[WHAT YOU SHOULD DO]
Restate the entries word for word, omitting nothing.

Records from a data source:

———

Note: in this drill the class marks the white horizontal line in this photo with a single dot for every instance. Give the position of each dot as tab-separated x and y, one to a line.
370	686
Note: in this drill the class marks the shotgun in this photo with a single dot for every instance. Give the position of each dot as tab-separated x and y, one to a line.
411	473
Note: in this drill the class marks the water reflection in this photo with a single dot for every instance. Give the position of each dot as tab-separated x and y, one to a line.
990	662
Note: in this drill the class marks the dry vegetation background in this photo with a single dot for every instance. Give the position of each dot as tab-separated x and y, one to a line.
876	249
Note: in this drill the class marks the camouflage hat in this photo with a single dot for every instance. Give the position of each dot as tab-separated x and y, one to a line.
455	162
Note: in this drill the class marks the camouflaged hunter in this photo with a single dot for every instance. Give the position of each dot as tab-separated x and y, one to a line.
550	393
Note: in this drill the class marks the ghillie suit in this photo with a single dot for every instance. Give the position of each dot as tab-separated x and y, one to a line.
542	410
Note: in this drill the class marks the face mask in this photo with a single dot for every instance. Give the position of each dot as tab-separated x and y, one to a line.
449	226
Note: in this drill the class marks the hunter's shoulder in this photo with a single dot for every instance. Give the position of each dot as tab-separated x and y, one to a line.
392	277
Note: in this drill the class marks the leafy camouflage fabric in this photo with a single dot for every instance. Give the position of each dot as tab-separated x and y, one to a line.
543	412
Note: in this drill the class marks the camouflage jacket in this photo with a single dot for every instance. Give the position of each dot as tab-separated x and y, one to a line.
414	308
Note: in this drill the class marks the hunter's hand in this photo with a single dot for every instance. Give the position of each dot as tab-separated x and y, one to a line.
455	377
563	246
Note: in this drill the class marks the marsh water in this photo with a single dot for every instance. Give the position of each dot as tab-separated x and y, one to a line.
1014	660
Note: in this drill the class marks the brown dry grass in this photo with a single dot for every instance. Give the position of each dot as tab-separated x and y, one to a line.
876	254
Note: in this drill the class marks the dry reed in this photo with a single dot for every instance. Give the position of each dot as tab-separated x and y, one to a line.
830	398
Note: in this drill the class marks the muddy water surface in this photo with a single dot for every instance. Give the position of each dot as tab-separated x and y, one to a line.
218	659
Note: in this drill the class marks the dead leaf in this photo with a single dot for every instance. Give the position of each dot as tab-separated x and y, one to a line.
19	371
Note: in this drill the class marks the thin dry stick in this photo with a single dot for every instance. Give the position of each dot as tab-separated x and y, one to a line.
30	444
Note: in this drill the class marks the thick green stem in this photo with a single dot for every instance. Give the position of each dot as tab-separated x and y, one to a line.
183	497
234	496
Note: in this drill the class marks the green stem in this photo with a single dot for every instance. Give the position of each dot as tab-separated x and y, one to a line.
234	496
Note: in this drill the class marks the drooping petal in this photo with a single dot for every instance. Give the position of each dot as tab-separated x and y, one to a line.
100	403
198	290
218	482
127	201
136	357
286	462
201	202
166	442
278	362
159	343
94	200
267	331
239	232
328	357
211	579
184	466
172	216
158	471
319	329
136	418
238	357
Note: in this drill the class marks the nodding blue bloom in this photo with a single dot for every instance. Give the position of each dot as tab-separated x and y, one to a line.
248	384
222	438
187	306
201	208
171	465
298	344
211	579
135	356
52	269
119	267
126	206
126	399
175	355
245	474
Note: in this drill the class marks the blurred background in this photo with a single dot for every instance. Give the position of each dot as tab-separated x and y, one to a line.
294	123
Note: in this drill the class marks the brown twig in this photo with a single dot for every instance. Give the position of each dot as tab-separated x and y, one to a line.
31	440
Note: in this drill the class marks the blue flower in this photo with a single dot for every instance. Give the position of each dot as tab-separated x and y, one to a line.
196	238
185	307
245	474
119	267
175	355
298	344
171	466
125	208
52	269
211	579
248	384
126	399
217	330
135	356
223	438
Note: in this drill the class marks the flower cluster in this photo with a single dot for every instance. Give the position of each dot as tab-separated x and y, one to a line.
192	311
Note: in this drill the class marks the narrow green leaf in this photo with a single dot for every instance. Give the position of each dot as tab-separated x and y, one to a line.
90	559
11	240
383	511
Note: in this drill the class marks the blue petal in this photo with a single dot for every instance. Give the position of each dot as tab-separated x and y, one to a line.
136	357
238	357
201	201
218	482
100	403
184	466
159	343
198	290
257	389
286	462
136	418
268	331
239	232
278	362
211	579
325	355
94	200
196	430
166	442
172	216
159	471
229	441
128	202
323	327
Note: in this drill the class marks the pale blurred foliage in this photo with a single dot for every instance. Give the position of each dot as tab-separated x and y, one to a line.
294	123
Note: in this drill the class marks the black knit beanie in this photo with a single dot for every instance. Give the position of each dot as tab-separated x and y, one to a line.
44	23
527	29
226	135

———

[FINAL RESULT]
Note: in this drill the class marks the white horizontal line in this photo with a single dot for every instance. Give the position of each dot as tab-separated x and y, one to a line.
370	686
Note: in this drill the class marks the shotgun in this photo with a single dot for every instance. Give the position of each dot as tab-separated x and y, one to a line.
411	473
Note: in this drill the class marks the water reflection in this photo with a single dot for every instance. Give the position of each dot as tab-separated x and y, one to a line.
990	662
Note: in this drill the class marks the dry vegetation background in this photo with a single dot for every instance. Give the position of each dot as tab-separated x and y, one to a line.
876	249
Note: in this drill the class marks the camouflage hat in this photo with a single dot for every instance. Give the position of each dot as tab-separated x and y, one to a line.
455	162
Note: in this drill the class marks the camouflaged hunter in this photo with a single dot for every instance. Give the position of each dot as tab-separated x and y, one to a line.
550	393
Note: in this drill the class marks the ghillie suit in this photo with a single dot for every instance. Give the position of each dot as tab-separated x and y, one to a line.
542	410
Note: in this drill the class marks the face mask in this photo with a single dot for every instance. Give the position of each dot as tab-separated x and y, one to a line.
449	226
Note: in this drill the class marks the hunter's shoulder in this photo with a single dot for every instance. Give the position of each dot as tab-separated x and y, one to a line.
392	277
Note: in this drill the class marks the leafy camouflage fabric in this photo with a single dot for every instance. Give the position of each dot as tab-separated x and y, one to a line.
543	412
Note: in this drill the class marks the camouflage jacket in this photo with a single dot for every instance. Give the position of each dot as tab-separated x and y, one to a line.
414	308
Note: in this drill the class marks the hunter's hand in this photo with a single dot for every instance. Give the position of each dot as tab-separated x and y, one to a line.
455	377
563	246
Note: in this drill the class marks the marsh water in this photo with a single dot for every instance. Give the position of each dot as tab-separated x and y, one to a line.
1014	660
Note: in this drill the class marks the brown dry grass in this photo with a single dot for every instance. Give the position of each dot as tab-separated x and y, one to a line.
876	254
Note: in this drill the class marks the dry reed in this photo with a single dot for every instance. Give the position of each dot as tab-separated x and y, one to a line.
830	398
Note: in this drill the class marks the muddy water surface in this photo with a single dot for every instance. Give the position of each dot as tab-separated x and y, one to a line.
218	659
Note: in this drill the class marks the dead leaf in this photo with a single dot for every instance. Give the position of each dot as tab-separated x and y, one to a line.
19	371
Note: in this drill the class marks the thin dry stick in this photo with a single dot for every instance. Give the position of each dot as tab-separated x and y, one to a line.
30	444
Note: in this drill the class marks the thick green stem in this photo with a single dot for every instance. Give the position of each dot as tab-separated x and y, one to a line.
183	497
234	496
Note: in this drill the class marks the green stem in this photo with a single dot for every instance. Give the position of each dot as tab-separated x and y, one to a line.
234	496
Note: in this drill the class marks the drooping petal in this photo with a single dot for every instance. Give the position of each dot as tab-separated x and y, one to a line.
100	403
198	290
218	482
127	201
136	357
286	462
201	202
166	442
278	362
159	343
94	200
267	331
239	232
328	357
211	579
184	466
172	216
158	471
319	329
136	418
238	357
Note: in this drill the class marks the nodding blue bloom in this photo with a single dot for every instance. Give the position of each dot as tab-separated x and y, one to a line.
248	384
222	438
187	306
201	208
171	465
298	344
211	579
135	356
52	269
119	267
126	206
126	399
175	355
245	474
Note: in this drill the class marks the blurred background in this photo with a single dot for every instance. Give the position of each dot as tab-separated x and y, one to a line.
294	123
Note: in this drill the class marks the brown twig in this photo with a single dot for every instance. Give the position of each dot as tab-separated x and y, one to a line.
31	440
Note: in this drill the class marks the blue flower in this photo with a single dot for every instance. Give the position of each dot as tab-separated x and y, one to a line.
196	238
185	307
245	474
119	267
175	355
298	344
171	466
125	208
52	269
211	579
248	384
126	399
217	330
135	356
223	438
Note: in this drill the class marks the flower cluster in this photo with a single dot for every instance. Give the position of each dot as tab-separated x and y, one to a line.
192	311
Note: in this drill the class marks the narrow green leaf in this photo with a single dot for every instance. Give the position of each dot as tab-separated x and y, one to a line.
90	559
11	240
383	511
Note: in this drill the class marks the blue petal in this photo with a single dot for every instance. Give the position of each dot as tab-separated x and y, one to a line.
136	357
238	357
201	201
218	482
100	403
184	466
159	343
198	290
257	389
286	462
136	418
268	331
239	232
278	362
211	579
325	355
94	200
196	430
166	442
172	216
159	471
229	441
128	202
323	327
Note: in this drill the class marks the pale blurred foliage in this photo with a single dot for every instance. Give the position of each dot as tab-separated x and y, one to a line.
294	123
Note: in this drill the class marks the black knit beanie in this photo with a single dot for every instance. Give the position of each dot as tab-separated x and y, one to a line.
44	23
527	29
226	135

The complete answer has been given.